How did you convince them otherwise?

It wasn’t easy. The first order we got from the Foodstuffs group in Wellington, they ordered a pallet of it and it arrived in the warehouse and the guy in the warehouse looked at it and looked at the price on my invoice and said there was no way he could sell this so he stuck it in the corner of the warehouse. I had to go back to the buyer who actually ordered it for me and this guy had complained to this woman’s boss. The boss had said, “Don’t do anything with it”. Anyway, this woman got in touch with her boss’s boss and said, “Look, I really believe this is going to work,” and it did. She did really well, she stuck her neck out. We were coming up against what’s in places like the U.K. where they think peanut butter’s got to be cheap, because that’s just a cheap food, but it’s not. It’s a really good food. It’s really nutritious. It’s a fantastic product.

I first saw your peanut butter at a weekend market. You’re now in every supermarket in New Zealand and seemingly all over Australia. How did you get there?

WHAT IS EXPECTED —
From the peanut butter interview, return the passage starting at "I first saw" and ending at "you get there?", copied word for word.

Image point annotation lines
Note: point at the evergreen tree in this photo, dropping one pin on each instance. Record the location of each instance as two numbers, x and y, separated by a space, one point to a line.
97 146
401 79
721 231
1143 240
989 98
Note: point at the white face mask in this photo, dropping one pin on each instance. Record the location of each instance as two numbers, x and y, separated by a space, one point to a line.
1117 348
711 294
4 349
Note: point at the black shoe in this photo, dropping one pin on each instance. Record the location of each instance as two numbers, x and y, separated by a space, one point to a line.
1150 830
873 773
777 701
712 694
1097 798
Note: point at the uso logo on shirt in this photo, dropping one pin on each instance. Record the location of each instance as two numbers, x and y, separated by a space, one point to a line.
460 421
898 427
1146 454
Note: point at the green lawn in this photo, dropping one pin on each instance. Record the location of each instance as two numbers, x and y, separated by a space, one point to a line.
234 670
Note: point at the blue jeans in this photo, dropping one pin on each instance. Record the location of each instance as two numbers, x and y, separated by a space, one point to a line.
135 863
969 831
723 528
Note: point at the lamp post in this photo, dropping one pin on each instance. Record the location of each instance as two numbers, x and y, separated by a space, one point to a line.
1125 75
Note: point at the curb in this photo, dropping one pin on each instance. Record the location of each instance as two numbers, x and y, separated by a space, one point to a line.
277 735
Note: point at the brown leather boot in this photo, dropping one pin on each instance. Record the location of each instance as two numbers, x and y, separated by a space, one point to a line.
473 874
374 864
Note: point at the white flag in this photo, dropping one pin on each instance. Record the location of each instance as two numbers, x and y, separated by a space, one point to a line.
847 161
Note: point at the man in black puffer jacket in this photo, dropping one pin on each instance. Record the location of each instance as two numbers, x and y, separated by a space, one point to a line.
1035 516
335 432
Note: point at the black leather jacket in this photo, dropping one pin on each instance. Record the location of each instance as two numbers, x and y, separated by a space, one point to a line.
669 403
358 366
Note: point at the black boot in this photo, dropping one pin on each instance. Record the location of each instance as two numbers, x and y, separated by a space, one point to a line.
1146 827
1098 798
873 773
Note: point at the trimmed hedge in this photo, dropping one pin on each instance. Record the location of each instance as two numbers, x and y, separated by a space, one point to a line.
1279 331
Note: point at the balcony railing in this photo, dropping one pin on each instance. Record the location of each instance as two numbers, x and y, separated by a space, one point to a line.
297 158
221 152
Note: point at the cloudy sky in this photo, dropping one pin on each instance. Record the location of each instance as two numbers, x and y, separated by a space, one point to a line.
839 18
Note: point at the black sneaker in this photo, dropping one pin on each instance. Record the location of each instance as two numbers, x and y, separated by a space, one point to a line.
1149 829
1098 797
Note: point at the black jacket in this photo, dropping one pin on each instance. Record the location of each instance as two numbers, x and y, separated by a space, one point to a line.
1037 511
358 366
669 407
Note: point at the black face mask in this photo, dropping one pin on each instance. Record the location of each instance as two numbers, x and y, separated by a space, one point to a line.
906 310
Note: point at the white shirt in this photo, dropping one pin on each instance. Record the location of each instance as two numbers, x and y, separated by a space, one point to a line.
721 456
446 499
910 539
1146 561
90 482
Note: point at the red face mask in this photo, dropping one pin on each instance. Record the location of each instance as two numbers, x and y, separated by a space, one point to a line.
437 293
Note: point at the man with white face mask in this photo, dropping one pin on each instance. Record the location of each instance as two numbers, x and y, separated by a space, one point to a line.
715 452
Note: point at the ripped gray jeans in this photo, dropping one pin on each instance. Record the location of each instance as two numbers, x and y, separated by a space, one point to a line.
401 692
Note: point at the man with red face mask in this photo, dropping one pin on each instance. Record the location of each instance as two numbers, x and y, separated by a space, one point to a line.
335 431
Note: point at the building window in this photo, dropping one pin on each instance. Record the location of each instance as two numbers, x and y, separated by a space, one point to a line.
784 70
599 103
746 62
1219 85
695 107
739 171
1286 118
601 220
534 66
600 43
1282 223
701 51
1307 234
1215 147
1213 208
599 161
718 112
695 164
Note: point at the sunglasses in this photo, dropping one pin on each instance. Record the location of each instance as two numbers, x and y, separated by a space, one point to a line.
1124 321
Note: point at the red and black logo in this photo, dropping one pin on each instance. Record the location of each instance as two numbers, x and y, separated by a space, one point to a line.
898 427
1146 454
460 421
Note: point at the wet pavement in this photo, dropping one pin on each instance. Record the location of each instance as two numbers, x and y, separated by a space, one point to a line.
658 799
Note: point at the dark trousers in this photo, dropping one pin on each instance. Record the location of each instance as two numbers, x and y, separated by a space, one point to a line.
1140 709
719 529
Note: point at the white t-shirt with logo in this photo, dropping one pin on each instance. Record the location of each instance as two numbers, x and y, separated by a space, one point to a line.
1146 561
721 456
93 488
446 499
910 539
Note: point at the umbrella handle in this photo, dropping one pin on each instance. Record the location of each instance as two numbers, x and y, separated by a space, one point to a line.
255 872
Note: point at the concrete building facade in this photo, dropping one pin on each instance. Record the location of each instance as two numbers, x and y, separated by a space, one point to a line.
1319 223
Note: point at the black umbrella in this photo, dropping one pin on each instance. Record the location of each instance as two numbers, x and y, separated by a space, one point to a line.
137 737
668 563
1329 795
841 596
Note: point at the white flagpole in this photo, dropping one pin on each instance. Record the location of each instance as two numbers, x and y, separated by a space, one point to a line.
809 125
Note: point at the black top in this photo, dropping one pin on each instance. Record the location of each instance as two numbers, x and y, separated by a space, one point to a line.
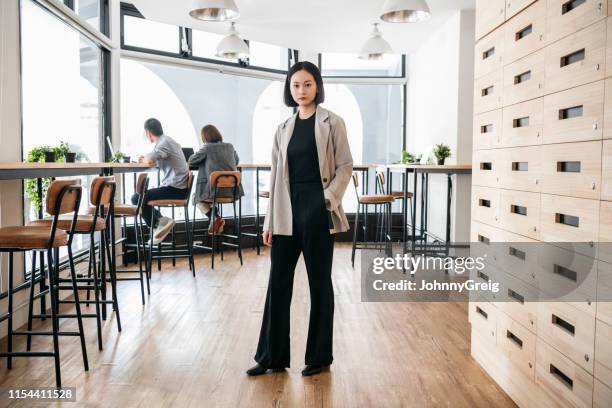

OUTPUT OF THE TASK —
I first saw your peanut butter at a weekend market. You’re now in every supermarket in New Zealand and seemingly all over Australia. How did you get there?